_Your goal_
Convert every line of the listing below into a Markdown table with a "Row" column for the row number and a "Line" column for the line itself, leaving out blank lines.

_Dataset records_
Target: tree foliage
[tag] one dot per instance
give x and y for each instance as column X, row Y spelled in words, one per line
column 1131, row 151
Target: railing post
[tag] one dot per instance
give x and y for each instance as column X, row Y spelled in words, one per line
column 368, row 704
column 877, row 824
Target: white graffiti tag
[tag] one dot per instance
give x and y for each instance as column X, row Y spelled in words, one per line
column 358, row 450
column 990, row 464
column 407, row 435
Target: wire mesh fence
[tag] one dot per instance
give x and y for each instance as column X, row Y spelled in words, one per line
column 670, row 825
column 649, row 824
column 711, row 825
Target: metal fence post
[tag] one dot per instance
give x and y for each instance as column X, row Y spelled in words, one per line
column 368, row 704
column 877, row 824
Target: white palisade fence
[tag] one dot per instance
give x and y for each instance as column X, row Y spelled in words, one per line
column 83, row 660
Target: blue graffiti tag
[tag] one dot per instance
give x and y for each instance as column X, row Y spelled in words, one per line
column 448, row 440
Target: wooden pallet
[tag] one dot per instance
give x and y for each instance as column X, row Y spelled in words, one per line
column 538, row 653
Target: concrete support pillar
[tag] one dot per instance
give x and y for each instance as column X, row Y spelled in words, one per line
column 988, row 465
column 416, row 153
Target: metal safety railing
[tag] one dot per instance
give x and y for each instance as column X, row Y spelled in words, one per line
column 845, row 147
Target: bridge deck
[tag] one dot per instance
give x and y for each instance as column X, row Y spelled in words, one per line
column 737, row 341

_In response_
| Row | Line |
|---|---|
| 1 | Target: tree foliage |
| 2 | [tag] one dot per instance |
| 3 | give x and y for each instance as column X, row Y spelled in words, one per line |
| 4 | column 1131, row 151 |
| 5 | Target: railing post |
| 6 | [tag] one dot per instance |
| 7 | give x and y for each instance as column X, row Y spelled in words, one per line |
| 8 | column 368, row 704 |
| 9 | column 877, row 824 |
| 10 | Target: white graffiti tag |
| 11 | [tag] one dot per instance |
| 12 | give x and y for each instance as column X, row Y spelled in words, one per line |
| 13 | column 358, row 450 |
| 14 | column 990, row 464 |
| 15 | column 407, row 435 |
| 16 | Target: wire mesh fence |
| 17 | [tag] one dot per instance |
| 18 | give x and y for each instance as column X, row Y spelled in words, one per line |
| 19 | column 670, row 825 |
| 20 | column 649, row 824 |
| 21 | column 711, row 825 |
| 22 | Target: metal fence post |
| 23 | [tag] one dot per instance |
| 24 | give x and y for each instance as column X, row Y spelled in words, one per line |
| 25 | column 368, row 704 |
| 26 | column 877, row 824 |
| 27 | Target: white palisade fence |
| 28 | [tag] one dot per instance |
| 29 | give x and y for each instance as column X, row Y spelled in words, one per line |
| 30 | column 83, row 660 |
| 31 | Target: blue graffiti tag |
| 32 | [tag] one dot per instance |
| 33 | give x and y for each instance as column X, row Y spelled in words, one per line |
| 34 | column 448, row 440 |
| 35 | Target: wooden pallet |
| 36 | [tag] one dot per instance |
| 37 | give x and y for each instance as column X, row Y spelled in words, one per line |
| 38 | column 538, row 653 |
| 39 | Target: concrete support pillar |
| 40 | [tag] one dot per instance |
| 41 | give x and y for each instance as column X, row Y spelled in words, one per line |
| 42 | column 988, row 465 |
| 43 | column 416, row 153 |
| 44 | Target: metal safety railing |
| 45 | [tag] one dot per instance |
| 46 | give x and y for each instance as column X, row Y spelled in words, one per line |
| 47 | column 845, row 147 |
| 48 | Target: bridge deck |
| 49 | [tag] one dot per instance |
| 50 | give x and y for each instance as column X, row Y spelled in words, one per line |
| 51 | column 737, row 341 |